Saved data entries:
# # # #

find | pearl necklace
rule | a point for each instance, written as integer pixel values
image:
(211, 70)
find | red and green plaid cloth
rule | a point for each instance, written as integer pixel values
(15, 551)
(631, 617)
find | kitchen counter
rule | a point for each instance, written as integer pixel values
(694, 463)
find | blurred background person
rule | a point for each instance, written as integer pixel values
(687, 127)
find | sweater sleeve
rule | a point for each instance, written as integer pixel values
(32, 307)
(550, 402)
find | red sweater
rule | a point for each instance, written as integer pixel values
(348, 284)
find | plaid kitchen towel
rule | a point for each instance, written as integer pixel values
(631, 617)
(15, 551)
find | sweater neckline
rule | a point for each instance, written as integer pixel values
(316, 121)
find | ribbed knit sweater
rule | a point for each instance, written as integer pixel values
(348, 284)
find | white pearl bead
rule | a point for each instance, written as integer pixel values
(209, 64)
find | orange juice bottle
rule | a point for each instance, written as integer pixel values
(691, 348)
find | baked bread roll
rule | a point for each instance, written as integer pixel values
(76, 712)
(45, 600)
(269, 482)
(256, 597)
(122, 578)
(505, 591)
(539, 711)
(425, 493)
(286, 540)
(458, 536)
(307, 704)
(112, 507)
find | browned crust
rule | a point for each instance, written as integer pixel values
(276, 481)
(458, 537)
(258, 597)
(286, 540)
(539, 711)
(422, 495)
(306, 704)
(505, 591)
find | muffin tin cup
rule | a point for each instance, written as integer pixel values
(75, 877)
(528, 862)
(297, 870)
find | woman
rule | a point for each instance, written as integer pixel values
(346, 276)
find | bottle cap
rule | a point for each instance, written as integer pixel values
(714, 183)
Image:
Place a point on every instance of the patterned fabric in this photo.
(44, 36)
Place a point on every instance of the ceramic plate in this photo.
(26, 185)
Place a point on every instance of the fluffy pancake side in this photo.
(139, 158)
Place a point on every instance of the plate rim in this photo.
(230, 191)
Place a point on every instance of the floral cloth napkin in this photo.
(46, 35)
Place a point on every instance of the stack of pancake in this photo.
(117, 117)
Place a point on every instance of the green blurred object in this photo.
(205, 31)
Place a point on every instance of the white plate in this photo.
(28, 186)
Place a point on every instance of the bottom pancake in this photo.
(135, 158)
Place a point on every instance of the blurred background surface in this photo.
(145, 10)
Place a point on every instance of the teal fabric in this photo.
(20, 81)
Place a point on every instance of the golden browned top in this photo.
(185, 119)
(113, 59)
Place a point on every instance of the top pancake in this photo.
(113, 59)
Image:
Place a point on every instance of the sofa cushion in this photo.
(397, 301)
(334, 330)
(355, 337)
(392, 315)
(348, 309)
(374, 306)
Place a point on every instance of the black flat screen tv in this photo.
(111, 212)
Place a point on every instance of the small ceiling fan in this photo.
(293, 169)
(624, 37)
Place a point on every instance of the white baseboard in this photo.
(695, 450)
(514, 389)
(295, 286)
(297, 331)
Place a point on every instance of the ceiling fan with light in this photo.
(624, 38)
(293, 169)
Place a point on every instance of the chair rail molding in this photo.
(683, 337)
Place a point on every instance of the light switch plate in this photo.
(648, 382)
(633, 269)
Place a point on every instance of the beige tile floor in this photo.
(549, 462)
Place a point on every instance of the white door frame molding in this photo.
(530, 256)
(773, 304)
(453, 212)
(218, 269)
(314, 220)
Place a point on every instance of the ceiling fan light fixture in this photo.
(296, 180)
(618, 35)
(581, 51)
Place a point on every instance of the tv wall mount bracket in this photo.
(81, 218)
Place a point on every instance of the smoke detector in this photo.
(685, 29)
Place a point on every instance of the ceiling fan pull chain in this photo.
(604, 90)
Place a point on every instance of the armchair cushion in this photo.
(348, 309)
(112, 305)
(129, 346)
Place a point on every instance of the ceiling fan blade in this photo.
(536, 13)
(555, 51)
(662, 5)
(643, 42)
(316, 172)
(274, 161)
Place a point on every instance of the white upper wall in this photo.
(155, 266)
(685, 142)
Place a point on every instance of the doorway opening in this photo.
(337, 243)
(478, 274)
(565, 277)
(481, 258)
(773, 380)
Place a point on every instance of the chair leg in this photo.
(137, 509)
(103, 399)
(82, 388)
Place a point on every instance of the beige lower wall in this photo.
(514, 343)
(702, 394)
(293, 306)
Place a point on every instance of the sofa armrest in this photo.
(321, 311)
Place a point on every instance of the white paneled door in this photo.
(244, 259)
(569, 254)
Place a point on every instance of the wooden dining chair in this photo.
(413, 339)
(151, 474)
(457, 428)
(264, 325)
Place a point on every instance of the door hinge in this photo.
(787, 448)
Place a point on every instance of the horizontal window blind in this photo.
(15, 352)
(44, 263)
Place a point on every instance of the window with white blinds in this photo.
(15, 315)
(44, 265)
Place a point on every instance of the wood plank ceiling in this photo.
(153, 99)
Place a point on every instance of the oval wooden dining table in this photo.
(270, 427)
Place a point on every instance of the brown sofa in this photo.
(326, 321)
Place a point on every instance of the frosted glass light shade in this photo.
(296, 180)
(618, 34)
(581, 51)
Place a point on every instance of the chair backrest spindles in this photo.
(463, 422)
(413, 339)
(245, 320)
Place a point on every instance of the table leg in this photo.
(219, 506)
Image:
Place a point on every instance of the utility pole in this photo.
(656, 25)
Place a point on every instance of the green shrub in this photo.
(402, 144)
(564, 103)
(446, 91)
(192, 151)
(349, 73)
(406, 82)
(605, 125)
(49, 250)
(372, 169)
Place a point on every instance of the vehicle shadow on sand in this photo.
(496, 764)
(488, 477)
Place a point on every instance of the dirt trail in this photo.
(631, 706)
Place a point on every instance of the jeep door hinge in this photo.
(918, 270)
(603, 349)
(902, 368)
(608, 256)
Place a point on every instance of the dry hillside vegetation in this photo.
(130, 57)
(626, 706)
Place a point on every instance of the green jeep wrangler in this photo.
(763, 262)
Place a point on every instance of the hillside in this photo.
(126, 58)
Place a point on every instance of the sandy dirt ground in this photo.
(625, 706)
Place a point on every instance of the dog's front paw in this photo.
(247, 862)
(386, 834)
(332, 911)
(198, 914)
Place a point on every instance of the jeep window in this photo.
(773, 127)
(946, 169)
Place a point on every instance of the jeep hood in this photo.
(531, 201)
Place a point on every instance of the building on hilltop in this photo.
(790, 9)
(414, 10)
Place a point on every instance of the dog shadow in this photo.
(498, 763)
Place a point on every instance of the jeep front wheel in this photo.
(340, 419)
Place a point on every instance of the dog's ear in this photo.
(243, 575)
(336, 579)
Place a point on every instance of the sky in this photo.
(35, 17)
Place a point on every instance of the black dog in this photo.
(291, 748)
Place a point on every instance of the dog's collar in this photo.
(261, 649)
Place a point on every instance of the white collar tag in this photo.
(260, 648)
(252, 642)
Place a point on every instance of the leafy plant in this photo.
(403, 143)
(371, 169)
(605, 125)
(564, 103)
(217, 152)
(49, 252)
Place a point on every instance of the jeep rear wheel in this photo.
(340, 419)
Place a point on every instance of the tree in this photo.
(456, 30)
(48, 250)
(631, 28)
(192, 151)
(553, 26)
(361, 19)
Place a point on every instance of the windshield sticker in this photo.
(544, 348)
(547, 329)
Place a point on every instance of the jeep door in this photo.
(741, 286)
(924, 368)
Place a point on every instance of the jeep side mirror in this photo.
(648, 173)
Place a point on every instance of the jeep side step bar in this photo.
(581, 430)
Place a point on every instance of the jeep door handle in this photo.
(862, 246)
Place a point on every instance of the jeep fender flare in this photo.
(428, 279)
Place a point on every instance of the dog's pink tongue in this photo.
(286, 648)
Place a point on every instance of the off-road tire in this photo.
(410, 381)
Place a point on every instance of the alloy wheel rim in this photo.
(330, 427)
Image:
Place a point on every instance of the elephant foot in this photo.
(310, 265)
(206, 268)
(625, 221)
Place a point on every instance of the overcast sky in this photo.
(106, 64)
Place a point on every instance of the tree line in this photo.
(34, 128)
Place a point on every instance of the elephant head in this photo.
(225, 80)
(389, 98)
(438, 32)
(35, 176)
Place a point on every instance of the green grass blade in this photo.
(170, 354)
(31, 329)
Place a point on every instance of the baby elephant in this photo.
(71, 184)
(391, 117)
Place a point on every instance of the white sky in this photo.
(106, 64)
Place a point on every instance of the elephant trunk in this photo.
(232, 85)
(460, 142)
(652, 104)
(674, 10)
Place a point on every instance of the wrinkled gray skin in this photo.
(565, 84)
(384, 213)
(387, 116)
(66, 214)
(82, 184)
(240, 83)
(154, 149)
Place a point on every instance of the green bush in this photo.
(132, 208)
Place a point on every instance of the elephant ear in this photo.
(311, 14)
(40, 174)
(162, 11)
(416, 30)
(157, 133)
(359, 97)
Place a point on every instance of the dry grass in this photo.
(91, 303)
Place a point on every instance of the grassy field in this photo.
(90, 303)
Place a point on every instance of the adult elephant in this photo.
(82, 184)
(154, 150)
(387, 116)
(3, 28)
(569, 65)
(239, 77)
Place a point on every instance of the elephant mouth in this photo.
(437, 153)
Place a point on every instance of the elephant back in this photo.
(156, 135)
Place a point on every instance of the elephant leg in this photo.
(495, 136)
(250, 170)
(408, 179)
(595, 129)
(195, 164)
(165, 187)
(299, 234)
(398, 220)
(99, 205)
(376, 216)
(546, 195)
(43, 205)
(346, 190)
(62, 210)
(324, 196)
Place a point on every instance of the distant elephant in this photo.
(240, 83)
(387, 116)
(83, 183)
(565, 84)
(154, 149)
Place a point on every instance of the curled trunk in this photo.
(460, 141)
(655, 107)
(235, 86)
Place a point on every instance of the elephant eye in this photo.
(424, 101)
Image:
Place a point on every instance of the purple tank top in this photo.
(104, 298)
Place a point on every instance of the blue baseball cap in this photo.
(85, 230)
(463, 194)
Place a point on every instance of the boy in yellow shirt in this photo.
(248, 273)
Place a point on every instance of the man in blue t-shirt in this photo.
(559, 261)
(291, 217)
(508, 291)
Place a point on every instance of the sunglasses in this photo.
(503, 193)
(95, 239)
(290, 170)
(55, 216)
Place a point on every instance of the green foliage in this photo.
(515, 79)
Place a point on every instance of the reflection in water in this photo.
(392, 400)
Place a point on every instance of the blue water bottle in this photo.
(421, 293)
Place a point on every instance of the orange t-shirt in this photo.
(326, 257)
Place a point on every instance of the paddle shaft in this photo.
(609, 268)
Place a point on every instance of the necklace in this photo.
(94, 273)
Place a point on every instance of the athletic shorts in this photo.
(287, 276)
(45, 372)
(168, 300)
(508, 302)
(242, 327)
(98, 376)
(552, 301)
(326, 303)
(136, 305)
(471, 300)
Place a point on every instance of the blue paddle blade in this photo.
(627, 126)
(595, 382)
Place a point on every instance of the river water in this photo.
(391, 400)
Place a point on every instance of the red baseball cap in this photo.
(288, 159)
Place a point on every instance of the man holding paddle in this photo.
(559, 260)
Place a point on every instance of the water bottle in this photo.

# # # #

=== EXERCISE DIRECTIONS ===
Convert the lines above into a Markdown table with the columns Row and Line. Start at the line containing "Place a point on every instance of the man in", end at the last line, include only those lines, number each row, and leave out blank lines.

=== SOLUTION TO THIS TASK ===
| Row | Line |
|---|---|
| 1 | Place a point on every instance of the man in blue t-shirt in this photo. |
| 2 | (559, 261) |
| 3 | (291, 217) |
| 4 | (508, 291) |
| 5 | Place a point on every instance of the sunglasses in this photo. |
| 6 | (503, 193) |
| 7 | (95, 239) |
| 8 | (290, 170) |
| 9 | (55, 216) |
| 10 | Place a point on every instance of the green foliage in this photo. |
| 11 | (515, 79) |
| 12 | Place a point on every instance of the reflection in water in this photo. |
| 13 | (392, 400) |
| 14 | Place a point on every instance of the blue water bottle in this photo. |
| 15 | (421, 293) |
| 16 | Place a point on every instance of the orange t-shirt in this photo. |
| 17 | (326, 257) |
| 18 | Place a point on every instance of the paddle shaft in this photo. |
| 19 | (609, 268) |
| 20 | Place a point on every instance of the necklace in this photo. |
| 21 | (94, 273) |
| 22 | Place a point on every instance of the athletic shorts in this photo. |
| 23 | (287, 276) |
| 24 | (45, 372) |
| 25 | (168, 300) |
| 26 | (508, 302) |
| 27 | (242, 327) |
| 28 | (98, 376) |
| 29 | (552, 301) |
| 30 | (326, 303) |
| 31 | (136, 305) |
| 32 | (471, 300) |
| 33 | Place a point on every instance of the blue paddle blade in this photo. |
| 34 | (627, 126) |
| 35 | (595, 382) |
| 36 | Place a point on every instance of the river water in this photo. |
| 37 | (391, 400) |
| 38 | Place a point on every instance of the red baseball cap in this photo. |
| 39 | (288, 159) |
| 40 | Place a point on every instance of the man holding paddle in this photo. |
| 41 | (559, 260) |
| 42 | Place a point on every instance of the water bottle in this photo. |